> _What you are asked to do_
Please write out every entry below exactly, leaving out any pictures.

> _Entries supplied_
= Beginning of Section =
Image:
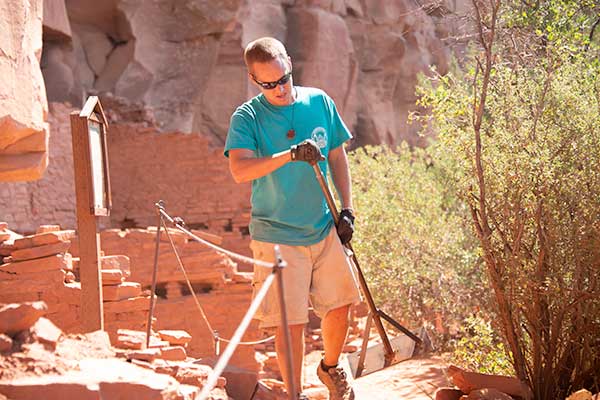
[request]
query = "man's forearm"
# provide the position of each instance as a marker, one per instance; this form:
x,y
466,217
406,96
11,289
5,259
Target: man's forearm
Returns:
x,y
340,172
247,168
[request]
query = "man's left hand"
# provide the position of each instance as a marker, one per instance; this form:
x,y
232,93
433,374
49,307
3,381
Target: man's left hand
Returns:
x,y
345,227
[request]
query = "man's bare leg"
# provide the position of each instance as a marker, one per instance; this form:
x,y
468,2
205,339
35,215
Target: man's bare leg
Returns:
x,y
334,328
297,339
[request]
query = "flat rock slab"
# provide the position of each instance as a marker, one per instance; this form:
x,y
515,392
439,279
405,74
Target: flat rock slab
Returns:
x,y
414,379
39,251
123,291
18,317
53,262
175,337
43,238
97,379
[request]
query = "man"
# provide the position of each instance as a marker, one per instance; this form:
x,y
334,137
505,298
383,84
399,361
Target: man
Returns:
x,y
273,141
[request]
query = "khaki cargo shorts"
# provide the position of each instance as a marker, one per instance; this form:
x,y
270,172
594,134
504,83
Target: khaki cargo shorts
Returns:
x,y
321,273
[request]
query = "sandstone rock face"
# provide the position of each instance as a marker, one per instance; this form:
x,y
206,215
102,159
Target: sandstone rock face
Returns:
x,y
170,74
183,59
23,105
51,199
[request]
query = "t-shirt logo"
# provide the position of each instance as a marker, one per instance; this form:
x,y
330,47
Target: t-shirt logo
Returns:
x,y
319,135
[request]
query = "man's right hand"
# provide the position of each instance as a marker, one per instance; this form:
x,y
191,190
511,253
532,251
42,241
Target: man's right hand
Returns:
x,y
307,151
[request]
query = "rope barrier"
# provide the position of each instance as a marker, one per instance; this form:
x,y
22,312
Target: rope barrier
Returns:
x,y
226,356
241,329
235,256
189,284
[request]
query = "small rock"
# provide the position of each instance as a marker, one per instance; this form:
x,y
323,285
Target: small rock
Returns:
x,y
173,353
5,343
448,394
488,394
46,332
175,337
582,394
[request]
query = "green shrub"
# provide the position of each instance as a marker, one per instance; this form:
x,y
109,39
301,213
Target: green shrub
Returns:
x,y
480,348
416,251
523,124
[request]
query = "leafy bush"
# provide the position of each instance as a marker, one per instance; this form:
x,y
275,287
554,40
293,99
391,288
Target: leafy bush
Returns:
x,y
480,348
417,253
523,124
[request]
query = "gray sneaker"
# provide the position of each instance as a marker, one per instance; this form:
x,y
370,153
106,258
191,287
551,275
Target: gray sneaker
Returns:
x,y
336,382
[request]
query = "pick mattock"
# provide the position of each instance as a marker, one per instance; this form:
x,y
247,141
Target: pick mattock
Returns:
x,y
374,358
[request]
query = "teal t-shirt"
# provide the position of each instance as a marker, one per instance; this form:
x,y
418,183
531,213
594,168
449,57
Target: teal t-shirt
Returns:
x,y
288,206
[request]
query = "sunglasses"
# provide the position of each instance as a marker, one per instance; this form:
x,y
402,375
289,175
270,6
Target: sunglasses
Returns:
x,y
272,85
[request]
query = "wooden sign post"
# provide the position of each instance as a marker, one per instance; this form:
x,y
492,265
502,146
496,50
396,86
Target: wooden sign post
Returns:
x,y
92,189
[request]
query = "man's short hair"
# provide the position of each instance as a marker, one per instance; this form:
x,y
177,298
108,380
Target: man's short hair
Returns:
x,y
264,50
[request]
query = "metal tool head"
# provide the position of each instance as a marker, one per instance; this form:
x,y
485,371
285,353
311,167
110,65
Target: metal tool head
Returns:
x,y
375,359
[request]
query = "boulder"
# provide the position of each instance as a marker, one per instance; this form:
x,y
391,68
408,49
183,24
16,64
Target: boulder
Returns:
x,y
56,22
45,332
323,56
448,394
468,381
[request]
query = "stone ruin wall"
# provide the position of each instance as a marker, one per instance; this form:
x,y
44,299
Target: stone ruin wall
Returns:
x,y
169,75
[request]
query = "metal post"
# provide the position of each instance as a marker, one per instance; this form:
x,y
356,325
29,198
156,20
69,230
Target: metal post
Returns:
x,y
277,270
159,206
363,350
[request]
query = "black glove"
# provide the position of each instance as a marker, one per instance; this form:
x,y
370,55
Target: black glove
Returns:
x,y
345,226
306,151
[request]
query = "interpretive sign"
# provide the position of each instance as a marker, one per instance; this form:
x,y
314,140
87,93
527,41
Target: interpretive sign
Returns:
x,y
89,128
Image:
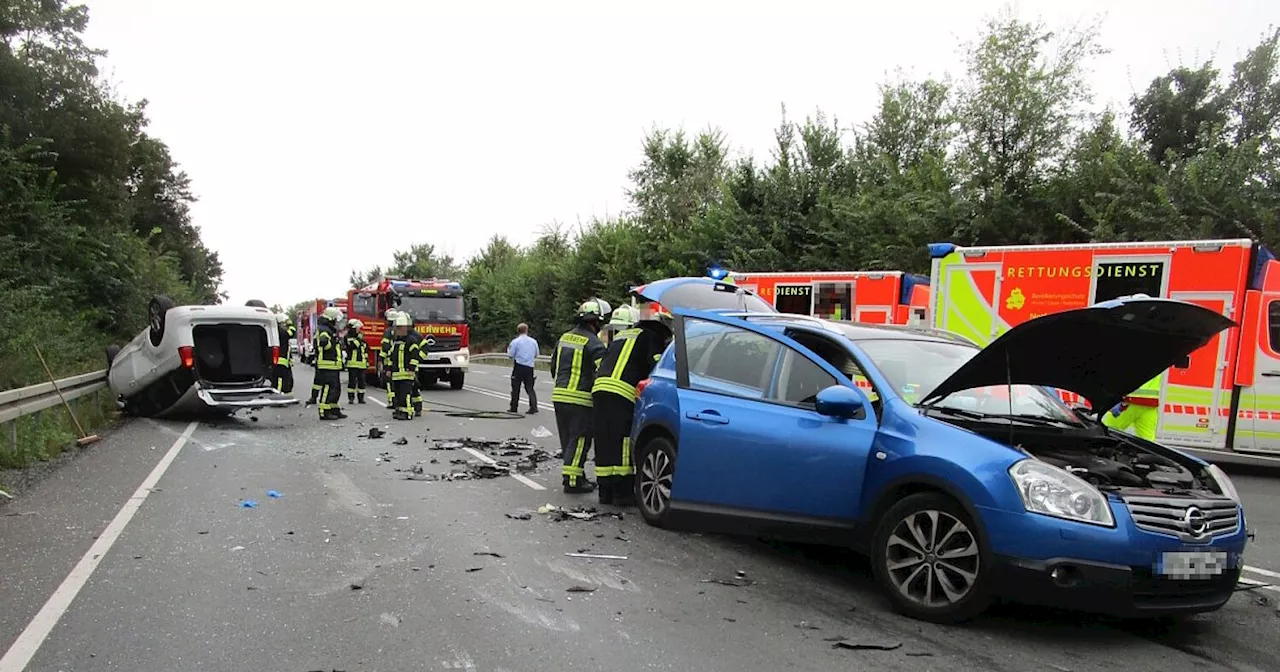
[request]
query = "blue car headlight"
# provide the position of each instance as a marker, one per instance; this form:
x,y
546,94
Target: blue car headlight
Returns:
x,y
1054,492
= End of Section =
> _Answer below_
Image:
[request]
query = "man's forearm"
# provide the position of each instance as a marker, one per instance; this form:
x,y
466,217
406,96
11,289
5,259
Target: man's forearm
Returns:
x,y
340,172
247,168
[request]
query = "man's left hand"
# provide the position of each instance as a marker, one per instance; this form:
x,y
232,93
433,374
49,307
3,381
Target: man's left hand
Returns:
x,y
345,227
[request]
query = "man's bare leg"
# provide the position of each instance as a marker, one per instance; this form:
x,y
468,2
205,339
35,215
Target: man's bare leg
Returns:
x,y
334,328
297,339
[request]
query = "flat rock slab"
# provide the position of each instance as a marker, one per instance; this form:
x,y
515,392
439,279
405,74
Target: flat rock slab
Returns:
x,y
414,379
39,251
123,291
18,317
53,262
175,337
43,238
97,379
[request]
query = "man"
# provide the position of each instance as a marker, one per instance; this form:
x,y
334,137
505,298
383,84
399,361
Target: man
Returns:
x,y
273,141
[request]
query = "khaki cargo shorts"
# provide the position of each instance as a marker, one per instance; this form:
x,y
270,172
594,134
504,83
Target: khaki cargo shorts
Returns:
x,y
321,273
[request]
query = "sandstone rock face"
# provide the position of each instance as a marker, one per instance; this form:
x,y
206,215
102,159
Target: sandstone rock face
Returns:
x,y
170,74
183,59
23,105
51,199
[request]
query = "t-shirt logo"
# provide the position of each instance as a marker, one per instance; this form:
x,y
330,47
Target: t-shirt logo
Returns:
x,y
319,135
[request]
query = "man's right hand"
# provide the position of each instance as a marker, one per instance; this form:
x,y
191,190
511,253
532,251
42,241
Target: man's right hand
Returns:
x,y
307,151
[request]
query = "rope barrier"
# provide the position of each instance as a marker, one per instance; this form:
x,y
22,312
Target: rope barrier
Returns:
x,y
226,356
241,329
235,256
189,284
[request]
query = "small rock"
# provide the position of each instance as a marker, one per instance; this form:
x,y
323,285
Target: small rock
Returns:
x,y
173,353
5,343
448,394
488,394
46,332
175,337
582,394
[request]
query = "green shrub"
# provide the position of each instance as a marker, one per instance; this form:
x,y
109,39
301,213
Target: green shrub
Returns:
x,y
480,348
416,251
523,124
[request]
query = "leafy bush"
# provide the position of each instance as a marker, one per instance; this form:
x,y
275,287
554,40
293,99
391,288
Target: leafy bush
Returns:
x,y
480,348
417,253
523,124
[request]
query = "gray sneaker"
# provide the position of each instance as a marker, one per instance; this form:
x,y
370,153
106,258
191,287
551,275
Target: gray sneaker
Returns:
x,y
336,382
[request]
query = "pick mattock"
# provide the position of each instance as a marker, one per instance; this form:
x,y
247,141
Target: pick mattock
Returns:
x,y
374,358
[request]
query = "teal t-shirt"
# provide the position of each instance as a marker, one per instance; this form:
x,y
418,183
531,213
594,168
449,57
Target: teal t-shirt
Returns:
x,y
288,206
[request]
query = "sunglasses"
# provide the position of each instance as a marker, one per instance; this form:
x,y
402,375
289,175
270,6
Target: sunglasses
Returns:
x,y
272,85
[request]
query = "wooden sign post"
# provide the position of each instance as a marker, one per instance; this form:
x,y
492,265
502,146
496,50
396,86
Target: wooden sign post
Returns:
x,y
92,189
[request]
query = "man's short hair"
# provide the position of each instance as a marker, one per instance; this form:
x,y
177,298
108,380
Target: man's short hair
Returns:
x,y
264,50
[request]
query = "metal tool head"
# provide the position of each instance as a marker, one per instance; this form:
x,y
485,371
285,353
311,167
110,65
Target: metal tool head
Returns:
x,y
375,359
[request]
query = "boulder"
# provide the position of each instance as a marker, one per instance; this form:
x,y
391,68
408,49
183,24
16,64
Target: boulder
Returns:
x,y
56,22
45,332
323,56
448,394
468,381
[request]
query = "stone ruin wall"
# provide the position of each instance as a marker, one per instance; this form:
x,y
44,299
Target: stone ruin wall
Returns:
x,y
169,75
[request]
query = "metal post"
# provide the position of each instance as a marker, one per instance; this form:
x,y
356,325
29,198
156,20
69,230
Target: metal post
Returns:
x,y
277,270
159,206
363,350
[request]
query = "black glove"
# provide the position of each instance as a marker, one per instance; this form:
x,y
370,55
Target: black glove
Returns:
x,y
345,226
306,151
[request]
query = "interpretive sign"
# provide the position of each instance as a marker, one per instance; this form:
x,y
314,140
87,93
527,41
Target: interpretive sign
Returns:
x,y
89,128
Image:
[request]
query = "blue car headlight"
# provide the position of each instance as a marker, one per instance; this form:
x,y
546,94
Target: blue car headlight
Returns:
x,y
1054,492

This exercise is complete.